> INSTRUCTIONS FOR THE TASK: Could you reproduce all of the data below, swapping every "bounding box" for "rectangle" and leaving everything else unchanged?

> EXCERPTED DATA:

begin

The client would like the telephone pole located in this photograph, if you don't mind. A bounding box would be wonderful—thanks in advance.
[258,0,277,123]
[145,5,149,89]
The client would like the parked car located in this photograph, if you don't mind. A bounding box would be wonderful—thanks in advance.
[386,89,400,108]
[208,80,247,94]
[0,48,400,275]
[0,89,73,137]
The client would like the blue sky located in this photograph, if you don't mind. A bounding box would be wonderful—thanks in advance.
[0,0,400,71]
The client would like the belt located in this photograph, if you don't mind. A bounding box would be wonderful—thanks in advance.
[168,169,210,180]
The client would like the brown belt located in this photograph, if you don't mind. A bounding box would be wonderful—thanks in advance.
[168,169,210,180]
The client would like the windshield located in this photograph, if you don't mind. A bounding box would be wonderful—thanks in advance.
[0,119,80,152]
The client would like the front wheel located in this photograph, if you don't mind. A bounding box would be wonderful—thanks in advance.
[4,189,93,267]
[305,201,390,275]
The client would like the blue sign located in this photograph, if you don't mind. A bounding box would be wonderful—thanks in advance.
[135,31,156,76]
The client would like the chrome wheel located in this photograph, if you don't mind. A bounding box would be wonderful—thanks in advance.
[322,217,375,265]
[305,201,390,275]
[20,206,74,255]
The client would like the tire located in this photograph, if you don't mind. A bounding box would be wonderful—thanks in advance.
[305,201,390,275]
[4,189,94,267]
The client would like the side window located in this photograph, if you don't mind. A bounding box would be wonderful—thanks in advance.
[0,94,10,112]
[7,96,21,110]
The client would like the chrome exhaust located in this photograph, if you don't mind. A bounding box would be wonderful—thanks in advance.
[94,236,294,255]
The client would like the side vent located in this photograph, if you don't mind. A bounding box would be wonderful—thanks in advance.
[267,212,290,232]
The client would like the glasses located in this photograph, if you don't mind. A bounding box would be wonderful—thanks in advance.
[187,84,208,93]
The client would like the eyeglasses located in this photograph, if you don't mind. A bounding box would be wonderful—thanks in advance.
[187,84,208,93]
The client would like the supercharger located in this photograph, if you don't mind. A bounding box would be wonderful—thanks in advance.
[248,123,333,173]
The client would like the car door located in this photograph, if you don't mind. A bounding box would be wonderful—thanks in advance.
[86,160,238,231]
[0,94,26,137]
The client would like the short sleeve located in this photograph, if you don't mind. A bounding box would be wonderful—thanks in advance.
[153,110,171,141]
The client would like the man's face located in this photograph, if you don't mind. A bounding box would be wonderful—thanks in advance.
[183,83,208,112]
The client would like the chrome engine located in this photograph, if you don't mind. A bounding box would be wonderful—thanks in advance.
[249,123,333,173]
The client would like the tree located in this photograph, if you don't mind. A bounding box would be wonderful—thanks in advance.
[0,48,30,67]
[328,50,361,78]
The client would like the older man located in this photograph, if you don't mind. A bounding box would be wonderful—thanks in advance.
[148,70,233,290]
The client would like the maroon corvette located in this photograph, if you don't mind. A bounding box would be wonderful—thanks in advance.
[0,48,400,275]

end

> COMPLETED EXERCISE:
The client would like the telephone pole located in this photograph, if you don't mind. A rectangle would be wonderful—thanks in advance.
[258,0,277,123]
[145,5,149,89]
The client would like the parked car located in this photograph, if you don't mind. A rectangle would be wonderful—thanks in advance.
[386,89,400,108]
[208,80,247,94]
[0,48,400,275]
[0,89,73,137]
The client would like the blue sky located in this photograph, if you don't mind. A rectangle would be wonderful—thanks in advance.
[0,0,400,71]
The client would like the belt located in this photograph, if you don't mind. A rectangle would be wonderful—thanks in advance.
[168,169,210,180]
The client would like the brown belt located in this photograph, if you don't mind. A rectangle would be wonderful—thanks in advance.
[168,169,210,180]
The client would like the windshield located in this photograph, if you don't mind. A rectangle would be wonderful—thanks in advance.
[0,119,80,152]
The client would like the front wheel located in this photograph, if you don't mind. A rectangle would be wonderful—thanks in advance.
[4,189,93,267]
[305,201,390,275]
The client would like the blue sign located in this photograph, if you don't mind. A rectangle would be wonderful—thanks in advance.
[135,31,156,76]
The client would like the chrome wheel located in this photograph, if you don't mind. A rectangle would be wonderful—thanks in advance.
[322,217,375,265]
[305,201,390,275]
[20,206,74,255]
The client would like the tire located in this photograph, if you don't mind. A rectangle would be wonderful—thanks in advance.
[305,201,390,275]
[4,189,94,267]
The client would like the side window located in this photograph, if you don't mind. A rectangle would be wonderful—thanks in advance.
[0,94,10,112]
[7,96,21,110]
The client would like the chrome exhaust located in this photograph, if you don't mind. A rectangle would be wonderful—thanks in advance.
[94,236,294,255]
The client would like the side vent located in this photograph, if you don't mind. A rectangle would be wonderful—thanks in advance.
[267,212,290,232]
The client would like the glasses located in this photograph, if you don't mind. A rectangle would be wonderful—thanks in advance.
[187,84,208,93]
The client would like the eyeglasses located in this photograph, if you don't mind. A rectangle would be wonderful—thanks in advance.
[187,84,208,93]
The client would like the supercharger located in this photograph, if you don't mind. A rectangle would be wonderful—thanks in advance.
[248,123,333,173]
The client would like the car door located in this photograph, if you don't mind. A rectangle would be wonderful—thanks in advance.
[86,160,238,231]
[0,94,26,137]
The client would like the short sleeve located in this photograph, if you don't mind. A rectangle would be wonderful—thanks in advance.
[153,110,171,141]
The client would like the man's face located in this photograph, if you don't mind. A rectangle would be wonderful—thanks in advance.
[183,83,208,112]
The client would like the chrome engine located in this photograph, if you don't mind. A rectangle would be wonderful—thanks in advance.
[249,123,333,173]
The client would like the tree located in this photograph, if you don't mind. A rectangle would be wonderful—thanks in advance.
[0,48,30,67]
[328,50,361,78]
The client would like the older man located in this photograph, if you don't mind. A rectangle would be wonderful—thanks in advance.
[148,70,233,290]
The client would like the maroon corvette located in this photograph, if you don't mind. A rectangle would be wonderful—thanks in advance.
[0,48,400,275]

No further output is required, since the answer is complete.